* _Written request_
Please revise the lines below by replacing "thickest part" with "widest part" wherever it occurs, changing nothing else, and leave the pictures out of your answer.

---

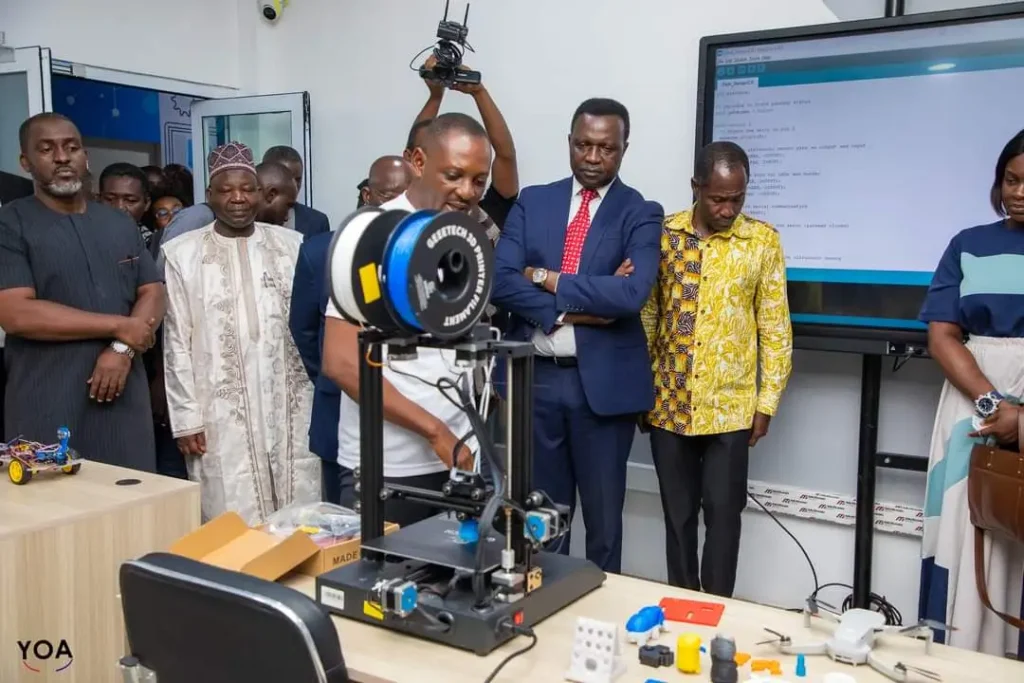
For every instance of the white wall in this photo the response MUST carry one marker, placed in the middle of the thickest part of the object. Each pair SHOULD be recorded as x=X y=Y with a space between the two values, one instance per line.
x=188 y=40
x=539 y=58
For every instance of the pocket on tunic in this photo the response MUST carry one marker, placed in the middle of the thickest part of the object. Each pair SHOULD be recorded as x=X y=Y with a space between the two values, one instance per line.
x=128 y=274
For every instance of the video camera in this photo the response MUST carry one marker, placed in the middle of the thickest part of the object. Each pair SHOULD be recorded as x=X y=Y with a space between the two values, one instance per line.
x=448 y=53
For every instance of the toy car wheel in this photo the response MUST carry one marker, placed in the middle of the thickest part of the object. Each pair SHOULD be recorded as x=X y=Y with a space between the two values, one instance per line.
x=18 y=473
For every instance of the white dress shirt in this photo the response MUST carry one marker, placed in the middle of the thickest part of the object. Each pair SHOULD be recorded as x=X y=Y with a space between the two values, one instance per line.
x=561 y=342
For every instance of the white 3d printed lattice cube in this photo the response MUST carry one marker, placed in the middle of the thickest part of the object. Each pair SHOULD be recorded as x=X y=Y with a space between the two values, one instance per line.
x=597 y=652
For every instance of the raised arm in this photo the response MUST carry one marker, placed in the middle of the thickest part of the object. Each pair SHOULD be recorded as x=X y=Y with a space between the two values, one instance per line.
x=774 y=329
x=433 y=103
x=304 y=315
x=512 y=291
x=504 y=169
x=610 y=296
x=341 y=366
x=179 y=375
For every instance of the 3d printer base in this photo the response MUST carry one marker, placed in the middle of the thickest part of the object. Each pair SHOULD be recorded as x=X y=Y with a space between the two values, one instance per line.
x=346 y=591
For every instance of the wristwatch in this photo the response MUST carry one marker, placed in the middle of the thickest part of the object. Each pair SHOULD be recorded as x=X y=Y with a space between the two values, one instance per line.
x=123 y=349
x=986 y=403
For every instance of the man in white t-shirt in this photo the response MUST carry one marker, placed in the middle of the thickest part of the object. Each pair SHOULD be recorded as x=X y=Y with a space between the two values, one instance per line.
x=422 y=428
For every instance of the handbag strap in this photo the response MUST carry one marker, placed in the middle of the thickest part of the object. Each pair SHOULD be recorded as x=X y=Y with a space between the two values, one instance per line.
x=1020 y=429
x=979 y=578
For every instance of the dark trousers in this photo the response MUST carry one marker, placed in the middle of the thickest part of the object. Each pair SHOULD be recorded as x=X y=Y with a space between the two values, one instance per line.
x=573 y=449
x=331 y=481
x=170 y=462
x=701 y=473
x=401 y=513
x=3 y=386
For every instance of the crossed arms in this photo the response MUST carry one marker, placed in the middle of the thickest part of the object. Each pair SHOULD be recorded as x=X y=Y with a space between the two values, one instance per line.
x=606 y=297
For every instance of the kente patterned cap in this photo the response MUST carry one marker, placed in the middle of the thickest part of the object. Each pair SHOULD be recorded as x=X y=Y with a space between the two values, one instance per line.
x=229 y=157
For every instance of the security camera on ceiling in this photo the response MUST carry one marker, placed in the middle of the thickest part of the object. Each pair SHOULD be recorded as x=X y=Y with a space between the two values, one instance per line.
x=271 y=10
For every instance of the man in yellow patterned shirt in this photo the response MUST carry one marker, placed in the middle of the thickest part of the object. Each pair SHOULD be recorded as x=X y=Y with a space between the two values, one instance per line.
x=719 y=300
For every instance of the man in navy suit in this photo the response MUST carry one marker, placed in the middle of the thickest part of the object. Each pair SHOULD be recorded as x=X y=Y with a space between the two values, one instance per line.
x=306 y=220
x=389 y=176
x=309 y=296
x=576 y=263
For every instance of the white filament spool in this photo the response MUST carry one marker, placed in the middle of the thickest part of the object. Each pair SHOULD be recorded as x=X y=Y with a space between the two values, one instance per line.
x=341 y=262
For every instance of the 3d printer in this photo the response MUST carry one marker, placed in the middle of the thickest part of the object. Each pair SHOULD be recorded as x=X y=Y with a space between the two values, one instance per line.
x=476 y=573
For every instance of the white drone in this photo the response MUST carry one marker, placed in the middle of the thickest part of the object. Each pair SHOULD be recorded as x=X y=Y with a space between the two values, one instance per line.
x=853 y=639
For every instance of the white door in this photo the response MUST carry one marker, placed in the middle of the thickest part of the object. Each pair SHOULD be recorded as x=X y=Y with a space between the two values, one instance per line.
x=25 y=91
x=259 y=122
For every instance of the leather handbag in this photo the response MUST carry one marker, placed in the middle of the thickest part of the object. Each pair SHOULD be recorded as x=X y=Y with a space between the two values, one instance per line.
x=995 y=497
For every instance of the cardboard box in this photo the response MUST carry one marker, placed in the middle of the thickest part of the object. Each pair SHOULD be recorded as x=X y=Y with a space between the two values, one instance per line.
x=332 y=557
x=227 y=542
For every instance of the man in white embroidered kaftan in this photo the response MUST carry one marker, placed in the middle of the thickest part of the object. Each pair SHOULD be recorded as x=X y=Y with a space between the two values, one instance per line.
x=238 y=395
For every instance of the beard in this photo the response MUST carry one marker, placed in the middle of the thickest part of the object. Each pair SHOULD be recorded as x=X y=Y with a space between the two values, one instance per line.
x=64 y=188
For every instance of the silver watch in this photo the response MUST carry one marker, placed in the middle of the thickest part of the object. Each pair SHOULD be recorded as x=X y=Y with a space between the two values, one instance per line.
x=123 y=349
x=986 y=404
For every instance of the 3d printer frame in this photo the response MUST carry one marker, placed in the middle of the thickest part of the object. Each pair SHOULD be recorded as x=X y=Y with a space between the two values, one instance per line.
x=516 y=591
x=518 y=447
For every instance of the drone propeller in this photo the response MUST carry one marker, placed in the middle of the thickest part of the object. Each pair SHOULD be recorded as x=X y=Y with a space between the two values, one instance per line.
x=923 y=624
x=905 y=669
x=779 y=638
x=937 y=626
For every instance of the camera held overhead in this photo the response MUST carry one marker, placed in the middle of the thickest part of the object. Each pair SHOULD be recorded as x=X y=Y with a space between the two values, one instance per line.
x=452 y=44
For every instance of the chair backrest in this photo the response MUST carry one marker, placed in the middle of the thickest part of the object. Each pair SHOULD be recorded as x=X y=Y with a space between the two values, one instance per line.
x=193 y=623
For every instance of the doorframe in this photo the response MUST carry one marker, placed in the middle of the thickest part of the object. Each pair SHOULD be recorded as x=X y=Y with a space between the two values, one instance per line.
x=134 y=79
x=297 y=102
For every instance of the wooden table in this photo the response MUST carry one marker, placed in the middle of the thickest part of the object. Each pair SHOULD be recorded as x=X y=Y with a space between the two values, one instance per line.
x=61 y=541
x=379 y=655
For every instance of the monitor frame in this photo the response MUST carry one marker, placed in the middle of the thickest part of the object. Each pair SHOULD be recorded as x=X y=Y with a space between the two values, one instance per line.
x=706 y=84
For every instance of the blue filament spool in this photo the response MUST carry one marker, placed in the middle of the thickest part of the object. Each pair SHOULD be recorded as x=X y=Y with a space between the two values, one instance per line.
x=397 y=260
x=437 y=272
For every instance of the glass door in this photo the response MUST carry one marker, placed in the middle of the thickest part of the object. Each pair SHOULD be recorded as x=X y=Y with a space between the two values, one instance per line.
x=25 y=91
x=259 y=122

---

* _Final result_
For every instance of the white wall in this photo the response MUST carry one marker, placed in the middle of the widest part of the object. Each pair SHOULD be recorded as x=X y=Y with a space between the two values, one instance per line.
x=188 y=40
x=539 y=58
For every instance of the pocket on tunic in this photo the response MUST carry one marker, placed in the middle of the widest part of the object. Each pair SHOULD be recorded as x=X y=Y with a space between the two values, one instance per line.
x=128 y=274
For every instance of the video camera in this photo the response MUST carry one marker, placed in the middle of the widest part of the object. Each pair SHOULD be recorded as x=X y=Y with a space between the two values, one instance per line.
x=448 y=53
For every instance of the toy car wheel in this photo the response MUST carry one marker, placed in the middle of the widest part of the object. Each pair SHOULD be recorded as x=X y=Y with a space between the two values, one instance per line.
x=18 y=473
For every instance of the white dress shirt in this photo the response MUST carry one marker, placed in the middle of the widest part of the object. Each pair SHOULD be recorded as x=X y=Y with a space between the two values, one instance per line.
x=561 y=342
For every instance of the white 3d printed lattice cube in this photo the response MUST carry one marker, placed in the middle of the widest part of the object. Each pair SHOULD be recorded as x=X y=Y with a space between the two values, one instance per line.
x=597 y=652
For every instance of the raised arm in this photo the response MUST carry one marker, placed in the middle of the widest part of the object. Each pair SHOULD be recorded as x=X y=Y with a space between the two values, one instance per line.
x=774 y=329
x=433 y=103
x=304 y=315
x=512 y=291
x=504 y=169
x=610 y=296
x=341 y=366
x=179 y=375
For every instance of the 3d printer base in this photo the response MUST carry one marker, placed in the middle of the widest part of the object. Each pair SHOULD be recorded as x=X y=Y with a space between the two values, one instance per line.
x=346 y=591
For every instance of the wristwatch in this photo the response MUST carry one marker, placed in the middle of the widest part of the object. Each pair SHOULD be recorded as x=X y=Y with a space between the two values, one instance per line.
x=123 y=349
x=986 y=403
For every instance of the man in white t-shirt in this photo the response MUST carry one marker, placed in the middle of the widest part of the object. Each pair SHOULD be recorded as x=X y=Y with a space between the two values, one instance per line.
x=422 y=428
For every instance of the handbag strap in this photo the response MUST carry one marker, placed in the middle of the widest part of the object. Each pair SHOULD be recorded as x=X y=Y with a space between the two values, one instance per line.
x=1020 y=429
x=979 y=578
For every instance of the dark trousers in this photo the response MUST carry one marker, placed in the middle of the widest part of the object. Each pair SHOULD be recorded as x=X y=Y with a space between the two values, one instance per line.
x=573 y=449
x=331 y=481
x=170 y=462
x=701 y=473
x=401 y=513
x=3 y=386
For every instance of the crossed arms in this photo the response MUST carry one marker, placed in the middle of the widest part of the object. Each pair SHOULD be recorded as x=X y=Y with a space between the two values, one instance per line.
x=606 y=297
For every instance of the kente patterned cap in this photo the response MUST carry one marker, placed in the middle of the widest part of the object. Each pair SHOULD be recorded as x=X y=Y with a space between the two values, one instance per line.
x=229 y=157
For every instance of the security camera on ceiling in this photo the response MUST carry one marker, placed in the middle of the widest part of the object. Each pair SHOULD be recorded as x=X y=Y with a space between the two values, one instance per line.
x=271 y=10
For every instance of the man in yellow patterned shirt in this photo the response MUST carry one marker, placed in the middle of the widest part of the object. Each pair SHOULD be recorded as x=X y=Y with a space between the two values, one instance per line.
x=719 y=300
For every instance of the man in navy suit in this photo the response MUST carry one marker, placed in the middle of the widest part of the object. Each pair SHOULD be recorded as x=X y=Y with a space between the two values, one instance per line.
x=306 y=220
x=389 y=176
x=309 y=296
x=576 y=263
For every instance of the white filament spool in this photo the response MUST carry one marker, placed in the middle of the widest part of the object. Each pair SHOULD be recorded as x=X y=Y with a space between the two values, one instance per line.
x=341 y=262
For every instance of the 3d printer in this photo the response MUST carry one marker, placed in the middle of the widest part of the object. Each pair SHOULD be recorded as x=X y=Y with a space between the two values, one instance per line.
x=476 y=573
For every instance of the white drone in this photo the response MUST carry one marker, placed in the middle of the widest part of the object. Each pair SHOULD be recorded as x=X y=Y with a space between the two values, one instance per line.
x=853 y=639
For every instance of the white door in this photo the response MUST carry one marker, placed in the middle of the widest part of the object. Each pair SHOULD be recorded as x=X y=Y with a space between the two values, one instance per line.
x=25 y=91
x=259 y=122
For every instance of the leather handbag in this photo the response MUST carry one marker, placed in the middle of the widest part of the object. Each pair SHOULD be recorded as x=X y=Y with a space between the two values, one instance per line.
x=995 y=497
For every instance of the cardboard box in this photo the response MUST carry one marker, placed in the middle of the widest part of the object. Each pair SHOULD be recorded as x=X y=Y with a space between the two values, one instance per line.
x=332 y=557
x=227 y=542
For every instance of the man in white embroidered kaftan in this photo the response MUST carry one marker, placed in the middle of the widest part of the object. Each pair SHOULD be recorded as x=X y=Y with a space between the two values, one instance per line.
x=238 y=395
For every instance of the beard in this photo the response MUST carry one marker, placed in the middle of the widest part of the object. Each pair SHOULD be recorded as x=X y=Y with a space between the two values, one instance per line.
x=64 y=188
For every instance of the silver watch in this photo the response MUST carry one marker, placed in the middle of the widest part of the object. Each pair SHOULD be recorded as x=X y=Y with a space between the two values, one instance per line.
x=123 y=349
x=986 y=404
For every instance of the 3d printer frame in this photo the response MUST carry one marker, placed in the middle of the widest part of the object. Each pair SHOULD be recorded as x=X y=Y with a space between the two values, one instance per line.
x=516 y=591
x=518 y=447
For every instance of the drone propeller in this photo the response MUST carry one marker, placed in the middle of the widest part of the object. Each pair SHOULD be recorded as x=X y=Y with a space between the two values, one instance per line.
x=923 y=624
x=905 y=669
x=779 y=638
x=937 y=626
For every instance of the camera held overhead in this photo the response MUST carry one marker, placed in the middle of the widest part of the object. Each pair SHOULD be recorded as x=X y=Y with a space between the two values, one instance per line.
x=452 y=44
For every instance of the chair backrest in this photo the response MUST carry one marker, placed in the middle of the widest part of the object. Each pair SHOULD be recorded as x=X y=Y with a space between the two values, one instance per line.
x=193 y=623
For every instance of the doorframe in this photo the response MUST carry one marker, placed in the middle of the widest part of the object. Each pair SHOULD be recorded as x=X y=Y with a space between the two values, one instance per line.
x=134 y=79
x=297 y=102
For every instance of the wooden table in this photo the response MUST carry one marker, placed in the middle of the widest part of the object. Each pair SHOULD be recorded as x=X y=Y with a space between the two values, one instance per line.
x=61 y=541
x=379 y=655
For every instance of the monitor frame in this photo the response MUST carry one marker, placed in the middle of the widest part of the object. Each pair SHOULD be recorded as x=X y=Y with a space between the two values, one instance per line.
x=706 y=84
For every instance of the blue filament spool in this photo the response MUST carry one marker, placed in the middle of the widest part of the object. Each pair SHOULD be recorded as x=X y=Y with a space between the two values, one instance per line.
x=397 y=260
x=437 y=272
For every instance of the glass door in this photo the response MUST carry one marker, placed in the middle of the widest part of the object. Each pair SHOULD be recorded as x=X y=Y with a space between the two values, one instance per line.
x=25 y=91
x=259 y=122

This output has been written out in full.